## [Excerpt provided]
Goods by geographic area (seasonally adjusted, Census basis)
- The deficit with China increased from $28.8 billion in July to $32.9 billion in August. Exports decreased $0.6 billion to $9.8 billion and imports increased $3.6 billion to $42.8 billion.
- The deficit with the European Union increased from $12.4 billion in July to $14.5 billion in August. Exports decreased $0.7 billion to $21.7 billion and imports increased $1.4 billion to $36.2 billion.
- The deficit with Saudi Arabia decreased from $0.5 billion in July to less than $0.1 billion in August. Exports increased less than $0.1 billion to $1.8 billion and imports decreased $0.4 billion to $1.8 billion.
But most notable is that while US shale production is still providing a trade tailwind, the trade deficit excluding petroleum is almost back to all time record highs!
What happens if and when Saudi Arabia succeeds in eradicating US shale production and suddenly the US finds itself sporting the biggest consolidated trade deficit ever? Actually, with the Fed gearing up for QE4, that may just be what the PhDoctor ordered.
The following is fascinating: Permabull LaVorgna just threw in the towel and stated that he now cuts growth outlook.
He states that Q3 GDP will come in at 1.7%. (I still believe that the Atlanta Fed is closer to the true figure at .9%)
The high dollar is having a devastating effect on GDP!!
(courtesy zero hedge)

## [Stored data]
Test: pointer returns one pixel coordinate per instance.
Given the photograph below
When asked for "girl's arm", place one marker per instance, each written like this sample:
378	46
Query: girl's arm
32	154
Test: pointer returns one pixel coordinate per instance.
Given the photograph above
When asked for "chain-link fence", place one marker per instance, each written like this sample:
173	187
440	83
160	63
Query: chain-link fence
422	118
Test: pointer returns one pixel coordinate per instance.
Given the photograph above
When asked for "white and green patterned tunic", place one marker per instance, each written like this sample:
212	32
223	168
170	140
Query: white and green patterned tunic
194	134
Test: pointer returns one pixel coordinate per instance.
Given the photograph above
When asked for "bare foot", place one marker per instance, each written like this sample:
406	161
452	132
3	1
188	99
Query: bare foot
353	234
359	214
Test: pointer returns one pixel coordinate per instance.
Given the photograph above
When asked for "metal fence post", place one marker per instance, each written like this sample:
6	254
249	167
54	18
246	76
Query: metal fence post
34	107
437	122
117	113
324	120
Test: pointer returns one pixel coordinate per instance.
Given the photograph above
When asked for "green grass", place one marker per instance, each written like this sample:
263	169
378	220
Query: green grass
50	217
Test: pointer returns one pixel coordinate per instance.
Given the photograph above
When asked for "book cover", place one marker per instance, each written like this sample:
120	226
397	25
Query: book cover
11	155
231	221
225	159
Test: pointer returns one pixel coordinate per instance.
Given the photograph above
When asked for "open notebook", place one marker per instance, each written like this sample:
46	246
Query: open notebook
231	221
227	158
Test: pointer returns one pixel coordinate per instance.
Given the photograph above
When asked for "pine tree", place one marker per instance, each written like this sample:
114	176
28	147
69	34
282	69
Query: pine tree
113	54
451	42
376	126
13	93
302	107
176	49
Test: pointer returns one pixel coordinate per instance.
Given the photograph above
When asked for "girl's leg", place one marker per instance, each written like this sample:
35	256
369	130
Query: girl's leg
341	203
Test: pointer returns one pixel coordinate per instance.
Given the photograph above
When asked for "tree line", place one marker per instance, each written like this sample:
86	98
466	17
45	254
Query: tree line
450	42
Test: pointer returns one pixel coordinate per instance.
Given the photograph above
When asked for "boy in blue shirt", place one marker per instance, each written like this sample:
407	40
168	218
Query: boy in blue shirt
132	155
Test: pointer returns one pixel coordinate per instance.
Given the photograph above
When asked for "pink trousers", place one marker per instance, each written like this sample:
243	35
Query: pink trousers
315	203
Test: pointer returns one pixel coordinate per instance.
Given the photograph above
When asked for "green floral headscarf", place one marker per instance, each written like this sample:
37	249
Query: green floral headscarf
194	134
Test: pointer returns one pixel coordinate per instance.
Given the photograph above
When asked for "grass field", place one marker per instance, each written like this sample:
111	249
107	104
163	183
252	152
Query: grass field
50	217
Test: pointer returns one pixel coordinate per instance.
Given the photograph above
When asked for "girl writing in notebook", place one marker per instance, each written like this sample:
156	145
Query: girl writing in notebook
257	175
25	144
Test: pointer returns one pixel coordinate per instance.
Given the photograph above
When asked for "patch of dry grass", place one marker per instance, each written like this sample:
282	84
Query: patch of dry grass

## [Task list]
1. According to the trade deficit excerpt, how large was the U.S. deficit with China in August?
2. Revise the trade deficit excerpt from "Goods by geographic" up to and including "to $36.2 billion.", putting "EU" in place of "European Union".
3. Carry the commentary on the U.S. trade deficit further, starting after its last line.
The records were drawn from a separate source.

## [Answer set]
1. $32.9 billion.

2.
Goods by geographic area (seasonally adjusted, Census basis)
- The deficit with China increased from $28.8 billion in July to $32.9 billion in August. Exports decreased $0.6 billion to $9.8 billion and imports increased $3.6 billion to $42.8 billion.
- The deficit with the EU increased from $12.4 billion in July to $14.5 billion in August. Exports decreased $0.7 billion to $21.7 billion and imports increased $1.4 billion to $36.2 billion.

3.
LaVorgna Throws In The Towel On US Economy As Deutsche’s “Weatherman” Cuts Growth Outlook
Well, it’s official.
One of the biggest permabulls on the Street is apparently turning bearish as Deutsche Bank’s chief US economist Joseph LaVorgna throws in the towel after taking a look at August trade date.
Here’s the call:
We are reducing our estimates of Q3 and Q4 real GDP growth due to a significant deterioration in net exports. Based on the complete August international trade data—we received the advance report last week—US exports are expected to be unchanged in the quarter. This is down from a 5.1% annualized increase in Q2, which followed a -6.0% West Coast port- and weather-related decline in Q1. At the same time, imports are on track to increase 10.0% in the quarter, the fastest gain since Q4 2014. This would have the effect of widening the trade deficit by $64 billion, which equates to a negative 160 basis-point annualized drag on Q3 output relative to our prior estimate. Recall that in Q1 2015, net exports subtracted 192 bps off real GDP growth. In response to today’s trade data, we have lowered our Q3 real GDP growth forecast to 1.7% from 3.0% previously, and our forecast for Q4 real GDP growth has been trimmed from 3.0% to 2.3%. This has the effect of lowering 2015 real GDP growth, as measured on a Q4 over Q4 basis, from 2.6% to 2.1%. Moreover, we are cutting our 2016 forecast as well, albeit more modestly for reasons we will discuss in today’s US Daily Economic Notes. Real GDP growth for 2016 (Q4/Q4) is now projected at 2.7%, down three tenths from our earlier estimate.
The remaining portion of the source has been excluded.